++++ DATA RECORDS

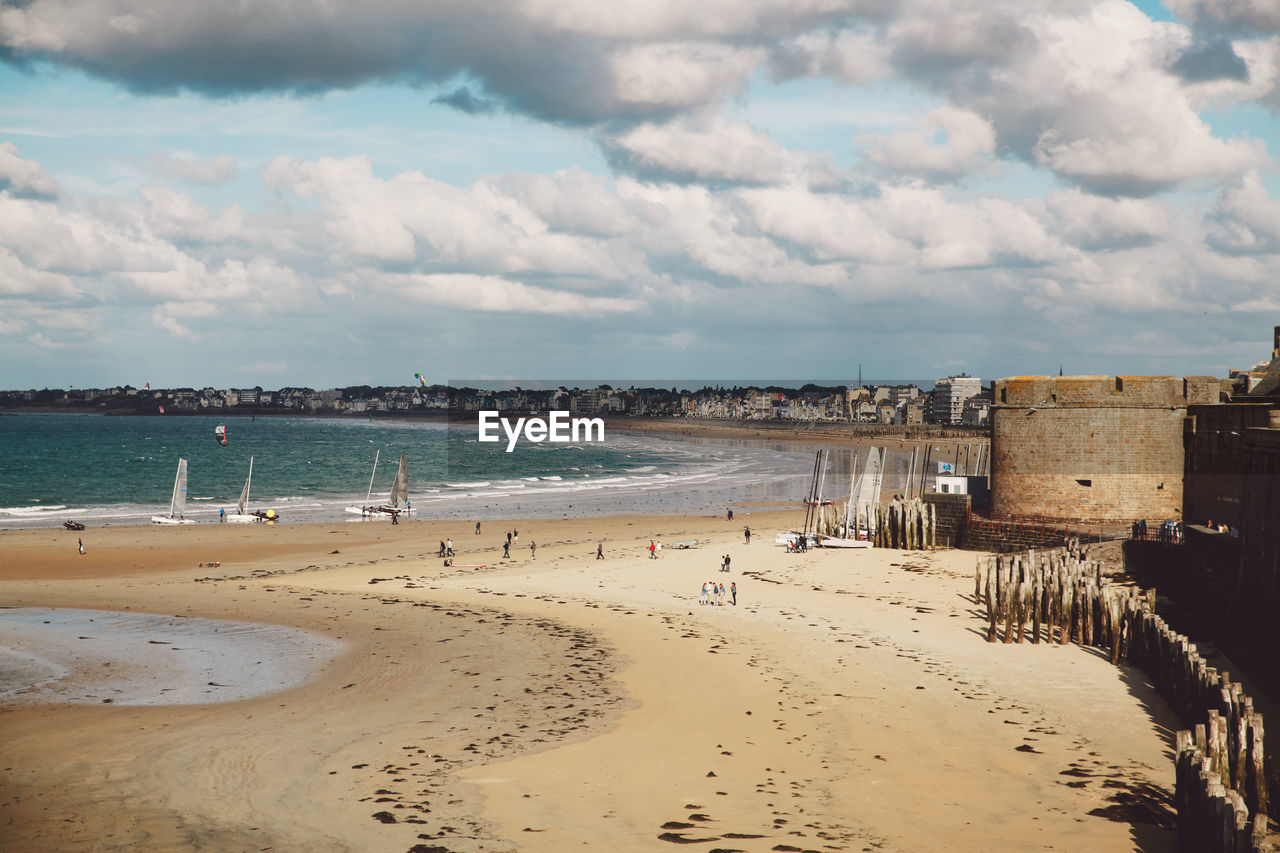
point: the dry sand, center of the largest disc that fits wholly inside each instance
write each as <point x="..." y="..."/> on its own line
<point x="848" y="701"/>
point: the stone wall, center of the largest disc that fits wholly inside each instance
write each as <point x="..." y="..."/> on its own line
<point x="1258" y="598"/>
<point x="951" y="512"/>
<point x="1216" y="459"/>
<point x="1092" y="448"/>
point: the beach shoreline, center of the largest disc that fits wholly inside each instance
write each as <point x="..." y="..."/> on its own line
<point x="553" y="701"/>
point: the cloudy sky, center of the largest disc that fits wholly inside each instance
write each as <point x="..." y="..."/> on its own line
<point x="330" y="192"/>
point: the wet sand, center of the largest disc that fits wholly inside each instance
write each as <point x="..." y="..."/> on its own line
<point x="848" y="701"/>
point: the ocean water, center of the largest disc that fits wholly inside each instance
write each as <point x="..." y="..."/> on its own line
<point x="103" y="470"/>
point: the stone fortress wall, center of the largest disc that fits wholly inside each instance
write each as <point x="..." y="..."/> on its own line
<point x="1092" y="448"/>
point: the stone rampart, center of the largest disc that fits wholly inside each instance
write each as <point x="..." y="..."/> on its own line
<point x="1092" y="448"/>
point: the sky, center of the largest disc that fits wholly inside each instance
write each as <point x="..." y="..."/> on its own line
<point x="328" y="192"/>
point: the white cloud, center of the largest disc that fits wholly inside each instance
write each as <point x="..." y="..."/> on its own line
<point x="1257" y="16"/>
<point x="968" y="146"/>
<point x="23" y="177"/>
<point x="494" y="293"/>
<point x="1246" y="220"/>
<point x="1098" y="223"/>
<point x="200" y="170"/>
<point x="717" y="151"/>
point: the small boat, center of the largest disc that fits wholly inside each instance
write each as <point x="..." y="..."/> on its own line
<point x="178" y="502"/>
<point x="243" y="516"/>
<point x="398" y="501"/>
<point x="854" y="533"/>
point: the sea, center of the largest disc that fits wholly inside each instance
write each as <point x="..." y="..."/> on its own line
<point x="119" y="470"/>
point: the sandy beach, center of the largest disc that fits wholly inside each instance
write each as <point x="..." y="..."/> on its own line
<point x="846" y="702"/>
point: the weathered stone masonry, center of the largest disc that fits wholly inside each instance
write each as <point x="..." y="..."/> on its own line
<point x="1092" y="448"/>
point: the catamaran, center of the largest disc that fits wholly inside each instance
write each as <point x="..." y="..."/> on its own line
<point x="855" y="529"/>
<point x="398" y="501"/>
<point x="243" y="516"/>
<point x="178" y="502"/>
<point x="808" y="537"/>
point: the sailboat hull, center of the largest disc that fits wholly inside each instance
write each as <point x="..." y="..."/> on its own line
<point x="835" y="542"/>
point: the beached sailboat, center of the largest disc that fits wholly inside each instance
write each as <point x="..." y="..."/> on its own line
<point x="242" y="515"/>
<point x="398" y="501"/>
<point x="854" y="534"/>
<point x="808" y="536"/>
<point x="178" y="502"/>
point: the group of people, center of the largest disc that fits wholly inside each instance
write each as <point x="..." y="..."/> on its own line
<point x="714" y="594"/>
<point x="1223" y="528"/>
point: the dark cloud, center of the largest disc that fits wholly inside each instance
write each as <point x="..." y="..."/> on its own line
<point x="1210" y="60"/>
<point x="465" y="100"/>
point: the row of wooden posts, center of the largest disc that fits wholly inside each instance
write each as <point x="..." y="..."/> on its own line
<point x="906" y="524"/>
<point x="1060" y="596"/>
<point x="910" y="524"/>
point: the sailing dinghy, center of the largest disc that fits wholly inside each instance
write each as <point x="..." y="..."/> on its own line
<point x="178" y="502"/>
<point x="242" y="515"/>
<point x="398" y="501"/>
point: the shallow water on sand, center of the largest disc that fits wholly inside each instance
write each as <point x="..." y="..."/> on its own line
<point x="95" y="656"/>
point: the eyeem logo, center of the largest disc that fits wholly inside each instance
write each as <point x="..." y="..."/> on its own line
<point x="558" y="428"/>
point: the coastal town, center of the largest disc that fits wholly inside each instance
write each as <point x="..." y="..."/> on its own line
<point x="956" y="400"/>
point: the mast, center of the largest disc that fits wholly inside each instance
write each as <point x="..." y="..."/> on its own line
<point x="400" y="486"/>
<point x="178" y="502"/>
<point x="369" y="493"/>
<point x="243" y="500"/>
<point x="849" y="507"/>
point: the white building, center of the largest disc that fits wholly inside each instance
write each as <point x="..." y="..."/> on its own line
<point x="946" y="402"/>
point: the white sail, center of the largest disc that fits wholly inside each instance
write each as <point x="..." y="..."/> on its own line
<point x="868" y="491"/>
<point x="178" y="505"/>
<point x="178" y="501"/>
<point x="400" y="486"/>
<point x="243" y="501"/>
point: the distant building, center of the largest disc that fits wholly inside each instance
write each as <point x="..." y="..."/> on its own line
<point x="946" y="402"/>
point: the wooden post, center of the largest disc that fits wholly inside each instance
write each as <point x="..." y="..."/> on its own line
<point x="992" y="579"/>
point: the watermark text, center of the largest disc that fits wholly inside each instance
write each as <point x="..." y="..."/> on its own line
<point x="556" y="428"/>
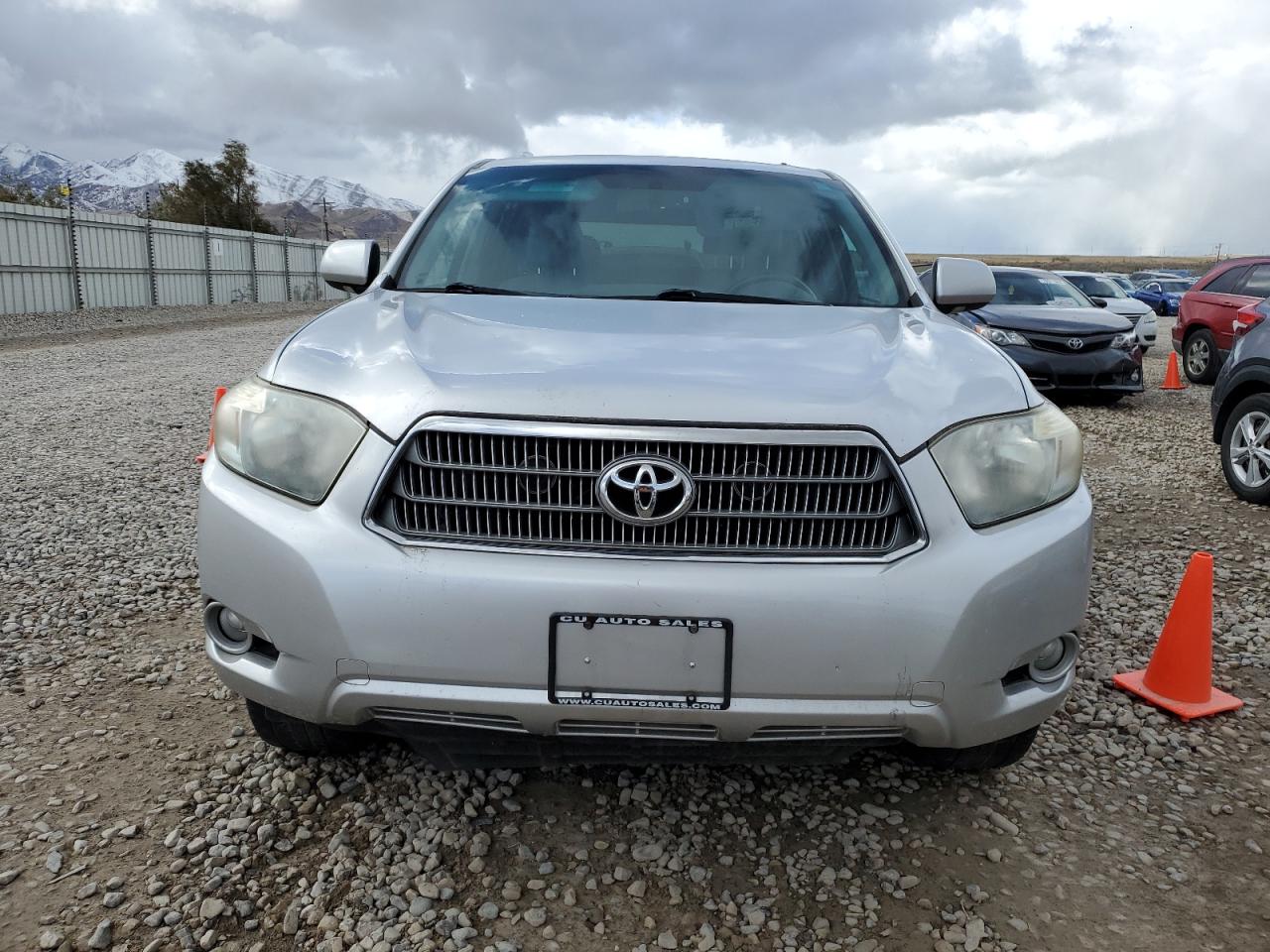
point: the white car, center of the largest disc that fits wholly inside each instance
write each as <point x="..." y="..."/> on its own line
<point x="1102" y="289"/>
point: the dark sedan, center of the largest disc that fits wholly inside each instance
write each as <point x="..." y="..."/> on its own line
<point x="1241" y="407"/>
<point x="1162" y="295"/>
<point x="1062" y="339"/>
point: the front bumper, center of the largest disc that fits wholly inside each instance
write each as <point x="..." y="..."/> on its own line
<point x="1105" y="370"/>
<point x="370" y="633"/>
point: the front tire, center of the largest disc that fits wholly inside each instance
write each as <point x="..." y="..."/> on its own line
<point x="1199" y="357"/>
<point x="299" y="737"/>
<point x="1246" y="449"/>
<point x="984" y="757"/>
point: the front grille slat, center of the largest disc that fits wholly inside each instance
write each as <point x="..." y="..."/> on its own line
<point x="756" y="497"/>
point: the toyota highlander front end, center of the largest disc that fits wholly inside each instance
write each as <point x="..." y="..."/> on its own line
<point x="645" y="460"/>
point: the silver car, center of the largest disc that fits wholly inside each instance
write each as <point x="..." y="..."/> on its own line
<point x="1105" y="293"/>
<point x="645" y="460"/>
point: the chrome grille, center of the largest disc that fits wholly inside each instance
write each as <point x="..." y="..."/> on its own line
<point x="1058" y="341"/>
<point x="760" y="494"/>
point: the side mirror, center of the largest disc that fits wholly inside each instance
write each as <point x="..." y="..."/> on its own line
<point x="350" y="264"/>
<point x="961" y="285"/>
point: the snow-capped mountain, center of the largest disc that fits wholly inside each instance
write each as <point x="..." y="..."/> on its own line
<point x="122" y="182"/>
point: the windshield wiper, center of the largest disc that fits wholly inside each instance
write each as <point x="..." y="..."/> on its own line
<point x="462" y="287"/>
<point x="695" y="295"/>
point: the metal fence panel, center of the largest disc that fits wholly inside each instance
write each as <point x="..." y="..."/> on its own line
<point x="191" y="264"/>
<point x="112" y="261"/>
<point x="35" y="259"/>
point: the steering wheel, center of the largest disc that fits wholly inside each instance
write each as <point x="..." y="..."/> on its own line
<point x="788" y="280"/>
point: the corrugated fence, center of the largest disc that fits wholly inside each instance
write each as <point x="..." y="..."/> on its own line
<point x="56" y="261"/>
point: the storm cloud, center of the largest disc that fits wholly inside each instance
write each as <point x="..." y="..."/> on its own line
<point x="978" y="127"/>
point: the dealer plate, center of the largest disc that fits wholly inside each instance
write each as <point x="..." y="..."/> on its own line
<point x="639" y="661"/>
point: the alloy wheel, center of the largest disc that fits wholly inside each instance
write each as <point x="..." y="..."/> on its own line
<point x="1198" y="356"/>
<point x="1250" y="456"/>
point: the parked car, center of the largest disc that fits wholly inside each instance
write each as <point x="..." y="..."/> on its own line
<point x="1162" y="295"/>
<point x="645" y="458"/>
<point x="1141" y="278"/>
<point x="1100" y="289"/>
<point x="1064" y="341"/>
<point x="1203" y="331"/>
<point x="1241" y="407"/>
<point x="1121" y="281"/>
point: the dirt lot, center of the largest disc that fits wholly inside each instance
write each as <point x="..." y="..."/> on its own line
<point x="137" y="810"/>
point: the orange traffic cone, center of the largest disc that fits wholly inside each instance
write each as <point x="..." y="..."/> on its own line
<point x="1180" y="674"/>
<point x="1173" y="380"/>
<point x="211" y="431"/>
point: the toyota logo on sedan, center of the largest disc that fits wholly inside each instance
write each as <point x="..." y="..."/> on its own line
<point x="645" y="490"/>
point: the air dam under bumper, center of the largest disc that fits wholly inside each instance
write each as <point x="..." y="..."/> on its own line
<point x="919" y="649"/>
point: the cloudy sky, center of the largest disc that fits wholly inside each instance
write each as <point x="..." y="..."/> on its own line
<point x="1084" y="126"/>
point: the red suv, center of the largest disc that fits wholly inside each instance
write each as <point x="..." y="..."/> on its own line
<point x="1203" y="331"/>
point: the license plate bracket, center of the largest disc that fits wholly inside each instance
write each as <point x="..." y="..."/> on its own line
<point x="642" y="661"/>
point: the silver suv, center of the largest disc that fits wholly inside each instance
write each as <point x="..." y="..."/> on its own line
<point x="638" y="460"/>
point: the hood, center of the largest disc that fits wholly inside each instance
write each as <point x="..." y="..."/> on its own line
<point x="1046" y="318"/>
<point x="1128" y="306"/>
<point x="399" y="356"/>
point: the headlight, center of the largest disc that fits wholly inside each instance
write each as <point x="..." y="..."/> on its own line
<point x="293" y="442"/>
<point x="1001" y="336"/>
<point x="1008" y="466"/>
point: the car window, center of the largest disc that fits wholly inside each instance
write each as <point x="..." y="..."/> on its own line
<point x="1224" y="282"/>
<point x="1095" y="286"/>
<point x="1257" y="282"/>
<point x="604" y="230"/>
<point x="1037" y="290"/>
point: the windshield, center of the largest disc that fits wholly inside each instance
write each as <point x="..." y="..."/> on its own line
<point x="1093" y="286"/>
<point x="639" y="231"/>
<point x="1037" y="289"/>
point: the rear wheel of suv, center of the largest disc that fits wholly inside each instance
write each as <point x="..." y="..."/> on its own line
<point x="984" y="757"/>
<point x="302" y="737"/>
<point x="1199" y="357"/>
<point x="1246" y="449"/>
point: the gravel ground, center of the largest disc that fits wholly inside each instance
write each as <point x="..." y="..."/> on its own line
<point x="21" y="331"/>
<point x="137" y="810"/>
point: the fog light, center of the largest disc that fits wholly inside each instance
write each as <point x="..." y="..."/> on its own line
<point x="1055" y="660"/>
<point x="1051" y="656"/>
<point x="227" y="629"/>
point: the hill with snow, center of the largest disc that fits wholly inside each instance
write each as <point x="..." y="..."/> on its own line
<point x="121" y="184"/>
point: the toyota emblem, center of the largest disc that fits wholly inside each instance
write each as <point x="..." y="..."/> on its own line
<point x="645" y="490"/>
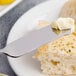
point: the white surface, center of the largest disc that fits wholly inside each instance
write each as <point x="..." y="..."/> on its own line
<point x="26" y="65"/>
<point x="5" y="8"/>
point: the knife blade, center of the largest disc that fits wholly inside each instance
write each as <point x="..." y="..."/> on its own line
<point x="30" y="42"/>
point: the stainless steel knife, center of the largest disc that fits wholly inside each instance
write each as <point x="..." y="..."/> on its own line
<point x="31" y="41"/>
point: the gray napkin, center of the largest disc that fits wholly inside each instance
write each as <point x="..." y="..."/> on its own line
<point x="6" y="23"/>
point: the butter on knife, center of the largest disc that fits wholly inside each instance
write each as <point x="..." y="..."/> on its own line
<point x="64" y="24"/>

++++++++

_EXERCISE DIRECTIONS:_
Above are the entries. Copy exactly the part that opens with the line containing "point: the alloy" and closes with the line containing "point: the dirt", and no more.

_TASK OUTPUT:_
point: the alloy wheel, center of the largest disc that fits wholly inside each instance
write each as <point x="..." y="..."/> on its own line
<point x="1198" y="356"/>
<point x="1250" y="456"/>
point: the parked car, center of the largest disc that fits wholly inside each instance
write each as <point x="..." y="..."/> on its own line
<point x="1162" y="295"/>
<point x="645" y="458"/>
<point x="1141" y="278"/>
<point x="1100" y="289"/>
<point x="1064" y="341"/>
<point x="1203" y="331"/>
<point x="1241" y="407"/>
<point x="1121" y="281"/>
point: the dirt lot, center of the largest disc that fits wholly inside each instance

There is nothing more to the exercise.